**Task directions:** For each line below, print it again exactly as shown.
[Given data — start]
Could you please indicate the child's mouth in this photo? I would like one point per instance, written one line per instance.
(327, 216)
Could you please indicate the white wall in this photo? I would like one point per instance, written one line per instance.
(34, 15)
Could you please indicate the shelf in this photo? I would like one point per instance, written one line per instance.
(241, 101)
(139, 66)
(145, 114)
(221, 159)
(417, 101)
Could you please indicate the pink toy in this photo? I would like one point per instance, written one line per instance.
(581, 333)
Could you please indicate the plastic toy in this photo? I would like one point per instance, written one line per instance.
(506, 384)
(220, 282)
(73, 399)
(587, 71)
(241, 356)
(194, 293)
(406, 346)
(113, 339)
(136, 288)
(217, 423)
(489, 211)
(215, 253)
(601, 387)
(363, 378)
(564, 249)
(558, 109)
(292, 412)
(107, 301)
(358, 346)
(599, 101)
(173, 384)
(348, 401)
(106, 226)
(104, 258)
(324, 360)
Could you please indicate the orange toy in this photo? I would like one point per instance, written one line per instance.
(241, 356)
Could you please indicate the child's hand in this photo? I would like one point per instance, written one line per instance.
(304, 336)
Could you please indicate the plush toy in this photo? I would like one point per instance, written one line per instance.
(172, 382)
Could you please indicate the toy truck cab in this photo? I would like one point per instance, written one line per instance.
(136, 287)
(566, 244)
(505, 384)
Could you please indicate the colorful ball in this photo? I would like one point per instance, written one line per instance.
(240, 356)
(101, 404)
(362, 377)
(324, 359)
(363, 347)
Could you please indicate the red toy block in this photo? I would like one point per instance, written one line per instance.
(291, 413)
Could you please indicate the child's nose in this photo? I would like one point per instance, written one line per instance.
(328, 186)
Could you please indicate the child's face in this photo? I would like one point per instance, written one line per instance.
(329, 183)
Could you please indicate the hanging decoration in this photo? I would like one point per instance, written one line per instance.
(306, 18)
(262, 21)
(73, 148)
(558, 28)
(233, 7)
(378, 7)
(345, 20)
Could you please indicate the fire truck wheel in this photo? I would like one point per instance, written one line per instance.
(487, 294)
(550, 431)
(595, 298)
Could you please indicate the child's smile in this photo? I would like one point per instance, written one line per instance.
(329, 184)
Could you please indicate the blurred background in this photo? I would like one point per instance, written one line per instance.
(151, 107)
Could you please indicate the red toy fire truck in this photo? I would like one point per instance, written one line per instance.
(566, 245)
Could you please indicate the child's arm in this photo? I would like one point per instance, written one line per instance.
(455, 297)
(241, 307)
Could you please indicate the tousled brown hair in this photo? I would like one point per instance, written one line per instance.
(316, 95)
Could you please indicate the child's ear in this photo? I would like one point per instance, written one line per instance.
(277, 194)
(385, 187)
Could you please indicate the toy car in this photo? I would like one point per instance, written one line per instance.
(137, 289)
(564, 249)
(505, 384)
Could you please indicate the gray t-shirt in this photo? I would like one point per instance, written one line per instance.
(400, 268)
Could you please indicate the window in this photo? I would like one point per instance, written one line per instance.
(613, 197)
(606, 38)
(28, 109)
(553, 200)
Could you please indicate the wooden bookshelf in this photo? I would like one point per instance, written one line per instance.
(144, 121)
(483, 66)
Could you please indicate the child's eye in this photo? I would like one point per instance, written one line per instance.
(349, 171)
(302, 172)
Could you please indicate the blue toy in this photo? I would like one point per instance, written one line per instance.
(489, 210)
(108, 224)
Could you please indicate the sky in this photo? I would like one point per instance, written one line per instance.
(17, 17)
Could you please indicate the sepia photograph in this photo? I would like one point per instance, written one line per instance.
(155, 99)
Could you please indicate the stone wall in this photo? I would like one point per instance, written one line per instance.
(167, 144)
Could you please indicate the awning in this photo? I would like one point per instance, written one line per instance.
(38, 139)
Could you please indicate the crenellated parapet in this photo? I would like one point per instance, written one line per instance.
[Given data — finish]
**Solution:**
Could you please indicate the child's mouth in this photo? I would like one point per instance, written one line per instance.
(327, 216)
Could you please indicate the white wall in this photo? I would like one point per instance, written one line per instance.
(34, 15)
Could you please indicate the shelf in this photo? I would like one point per instance, written one line per instance.
(241, 101)
(139, 66)
(145, 114)
(221, 159)
(417, 101)
Could you please indicate the pink toy in this photo? I would like one point per instance, written one line per instance.
(581, 333)
Could you please indicate the plastic toy in this photo? I would like one point per instance, written one line per instance.
(506, 384)
(220, 282)
(73, 399)
(587, 71)
(241, 356)
(194, 293)
(406, 346)
(113, 339)
(136, 288)
(217, 423)
(489, 211)
(215, 253)
(601, 387)
(363, 378)
(564, 249)
(558, 109)
(292, 412)
(107, 301)
(358, 346)
(599, 101)
(173, 384)
(348, 401)
(106, 226)
(104, 258)
(324, 360)
Could you please indicate the orange toy in this photo? I would like one point per instance, written one line per instance.
(241, 356)
Could you please indicate the child's hand in this photo? I would like one point per instance, written one line per instance.
(304, 336)
Could you please indicate the plush toy in this photo? I would like one point per instance, written one line per instance.
(172, 382)
Could you please indicate the toy truck cab in this photo? I would like one point per instance, written one line per instance.
(136, 287)
(566, 244)
(505, 384)
Could you please indicate the colorful ball in this photo? I would like one point per instance, written one line per instance.
(240, 356)
(101, 404)
(362, 377)
(324, 359)
(363, 347)
Could you please indicate the red toy block in this photo? I would like one point per instance, written one line per instance.
(291, 413)
Could you please indicate the child's nose in this photo? I would like one point per instance, written one line per instance.
(328, 186)
Could you please indicate the child's face in this photo? I would like one point per instance, written one line per instance.
(329, 183)
Could you please indicate the hanging decoration in this photo? I would like one point per instance, written one line per instance.
(306, 18)
(262, 21)
(73, 148)
(558, 28)
(233, 7)
(378, 7)
(345, 20)
Could you please indicate the fire truck wheel in this photo? I would like one point per instance, written one line per instance.
(487, 294)
(550, 431)
(595, 298)
Could you please indicate the child's smile in this photo? I would like one point per instance, written one line per instance.
(329, 184)
Could you please indicate the blurred background in this photo? I would like one point per instance, written one line per instance.
(151, 107)
Could you please indicate the red toy fire truck in this photo? I would like one point per instance, written one line per instance.
(566, 245)
Could you please indicate the child's arm in this photo? I would like one point per instance, written one line per instance.
(455, 297)
(241, 307)
Could you please indicate the tousled brown hair in this photo? I would like one point per instance, written one line per instance.
(316, 95)
Could you please indicate the child's ear in this photo? I would like one point per instance, written one line per instance.
(277, 194)
(385, 187)
Could you please indicate the toy car in this photo? I would like one point per instance, written one line per instance.
(137, 289)
(564, 249)
(505, 384)
Could you please indicate the gray t-shirt in this photo? I would like one point per instance, written one line per instance.
(400, 268)
Could you please indicate the window in this photo? I would like one point per instance, written one line per instance.
(613, 197)
(606, 38)
(28, 109)
(553, 200)
Could you please indicate the wooden bookshelf in this photo? I would like one point per instance, written one line per instance.
(144, 121)
(483, 66)
Could you please indicate the child's eye in this photo? I would like one point per instance, written one line per instance.
(349, 171)
(302, 172)
Could you please indicate the blue toy in this photo? I would like one point per instance, written one line per instance.
(489, 210)
(108, 224)
Could you please indicate the sky in this photo? I would like one point per instance, written one line per instance.
(17, 17)
Could you please indicate the sepia photograph in this photo? I would like one point per instance, written one line per instance.
(155, 99)
Could you please indicate the stone wall in this photo? I would like one point per instance, written one line per instance.
(167, 144)
Could you please indicate the awning in this photo? I would like one point per instance, written one line per instance.
(38, 139)
Could you please indicate the crenellated parapet in this photo? I would like one point per instance, written one line per instance.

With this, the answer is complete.